Dataset excerpt:
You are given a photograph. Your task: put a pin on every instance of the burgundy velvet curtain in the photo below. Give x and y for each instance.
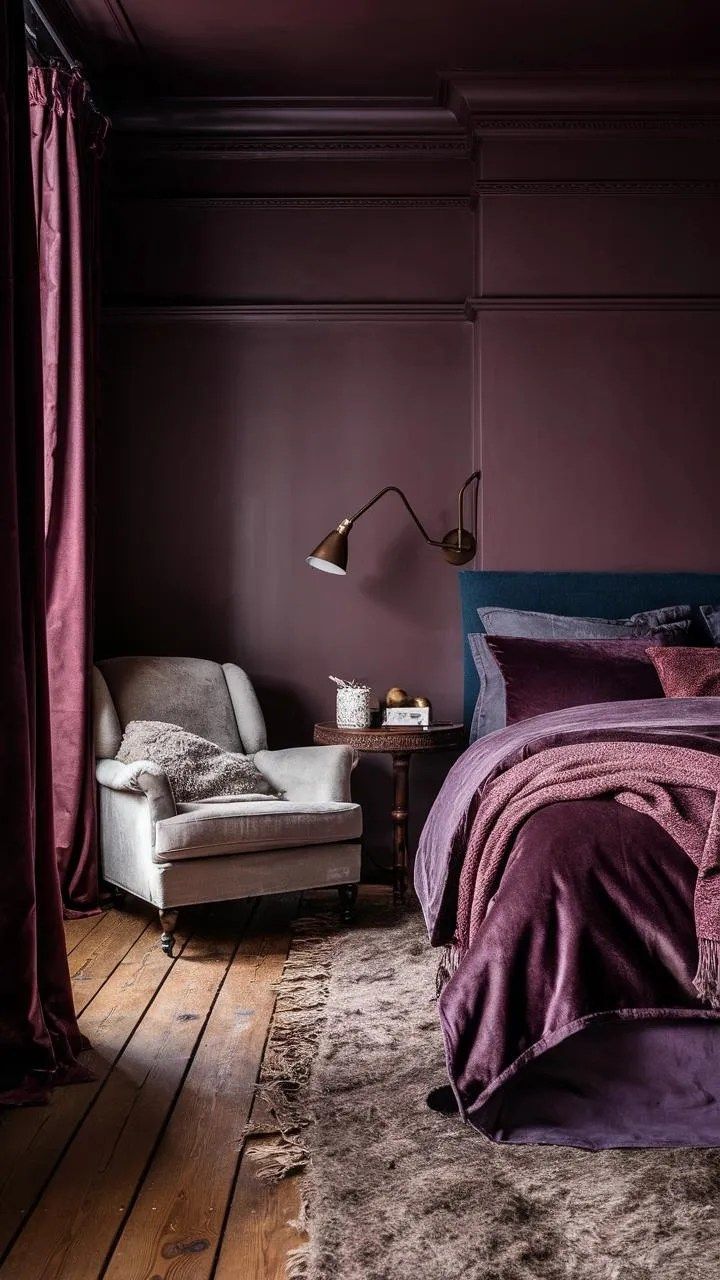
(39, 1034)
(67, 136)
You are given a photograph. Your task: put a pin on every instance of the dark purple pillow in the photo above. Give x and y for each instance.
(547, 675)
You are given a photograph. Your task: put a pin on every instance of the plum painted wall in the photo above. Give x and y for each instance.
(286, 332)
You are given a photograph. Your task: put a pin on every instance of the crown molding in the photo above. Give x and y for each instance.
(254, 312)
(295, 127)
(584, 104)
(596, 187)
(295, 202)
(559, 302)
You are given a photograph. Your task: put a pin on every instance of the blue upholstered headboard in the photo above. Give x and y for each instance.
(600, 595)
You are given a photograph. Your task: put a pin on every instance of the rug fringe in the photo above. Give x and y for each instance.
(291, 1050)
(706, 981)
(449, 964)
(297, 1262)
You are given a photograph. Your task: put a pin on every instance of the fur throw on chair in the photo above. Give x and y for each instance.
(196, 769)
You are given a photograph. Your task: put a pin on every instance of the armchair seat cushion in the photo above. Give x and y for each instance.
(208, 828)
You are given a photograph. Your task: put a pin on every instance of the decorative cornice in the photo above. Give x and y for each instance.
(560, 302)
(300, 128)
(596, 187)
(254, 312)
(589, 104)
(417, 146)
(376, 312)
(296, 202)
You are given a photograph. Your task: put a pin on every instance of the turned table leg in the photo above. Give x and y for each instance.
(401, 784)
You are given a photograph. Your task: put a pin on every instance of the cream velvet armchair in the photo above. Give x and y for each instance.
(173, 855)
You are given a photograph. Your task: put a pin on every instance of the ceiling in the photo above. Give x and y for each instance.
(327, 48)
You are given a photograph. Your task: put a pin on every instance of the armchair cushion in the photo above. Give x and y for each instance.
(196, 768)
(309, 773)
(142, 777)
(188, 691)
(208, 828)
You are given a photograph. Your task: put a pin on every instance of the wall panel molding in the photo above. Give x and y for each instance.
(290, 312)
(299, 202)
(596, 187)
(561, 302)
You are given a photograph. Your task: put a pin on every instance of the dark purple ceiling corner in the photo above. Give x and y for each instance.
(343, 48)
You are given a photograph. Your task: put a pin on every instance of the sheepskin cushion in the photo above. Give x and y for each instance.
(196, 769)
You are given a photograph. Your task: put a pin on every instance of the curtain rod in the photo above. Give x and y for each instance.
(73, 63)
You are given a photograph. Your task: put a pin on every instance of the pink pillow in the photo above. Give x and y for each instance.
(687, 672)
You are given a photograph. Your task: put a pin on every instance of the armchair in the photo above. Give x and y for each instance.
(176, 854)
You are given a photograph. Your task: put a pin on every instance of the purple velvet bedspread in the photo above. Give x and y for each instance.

> EXERCISE OBJECTIVE
Reproduce all entries without any change, and omit the pictures.

> RESULT
You are given a photograph. Your task: put a pin on every instance of the burgundy velvet curtain in the photo below. Give x and y for each instance.
(39, 1034)
(67, 136)
You are given a photograph. Your task: put a pin on every instance of the dark purple pillow in the photo above. Give x and y for each instance.
(547, 675)
You are given a photograph. Your task: put a pin on every instance of the plum painted wall in the photo above. Give x and y for each instance.
(286, 332)
You are given a photograph. Your task: put a pin on every instance of the crown molding in the photo above. Give x and y for each instance.
(254, 312)
(295, 127)
(584, 104)
(596, 187)
(295, 202)
(559, 302)
You are given a photograph. Your task: put a pin on every instance of the blue upholstered headboard in the photo above. Give x and y for each instance.
(600, 595)
You are given a photograph. Your task: put a pin on every instance of the rug fringe in the photo above. Give x and y for each instance.
(291, 1050)
(706, 981)
(449, 964)
(297, 1262)
You are given a photograph. Your task: put a pin on every instance of the fur throw on chair in the photo above. Give x and y for each instance.
(196, 769)
You are given a photograph. Your task: put a pin on every instance of the armchair seat cushion in the photo above. Give x and y for each instance.
(208, 828)
You are given a photograph. Your task: put a pin on every instance of the decorative cornice in the photo above. Give x and y for each instance.
(560, 302)
(300, 128)
(596, 187)
(254, 312)
(589, 104)
(417, 146)
(376, 312)
(296, 202)
You are given a photograph. Your task: put a pin on every instance of the turned table leg in the photo above. Give x and y for each instance.
(401, 784)
You are given a photograph. Your task: put a pin on every instance of the cream velvet armchair in the photo above. Give x and y for each instance.
(173, 855)
You are given a photograph. Your task: put a pin on every instance of the ceiling in the photo above. Give x and y for each instance.
(327, 48)
You are given a photograph. Your task: put a pin on every instance of the armchair cushion in the photo above. Give x and y for each instance.
(196, 768)
(309, 773)
(142, 777)
(188, 691)
(208, 828)
You are given a photograph. Your task: put a pin on every instance of the wall panel molding in the photo above. Give x and y for each instance.
(290, 312)
(299, 202)
(596, 187)
(561, 302)
You are given a photograph. Your task: put a pin on every instance of the dark purple ceiling corner in the photo above. Give x and y for each instance.
(343, 48)
You are given a photograph. Your task: put a pin on every instance of the sheepskin cushion in the photo above. Give x and y for each instance.
(196, 769)
You are given a photograph. Your task: put a pin on every instance of the curtain rod in the photo above. Give x and y for each instance.
(73, 63)
You are given a photograph. Your task: put a pin on every instance of the pink pillow in the photo above. Give x and y for each instance.
(687, 672)
You are given a photograph. Your task: put a pin on every instance of the armchair in the photo above. Give x and y for each instance.
(176, 854)
You are given a photograph. Your task: put a pin on every instance of the purple velvet bedspread in the photo above. Give x and y for each instance.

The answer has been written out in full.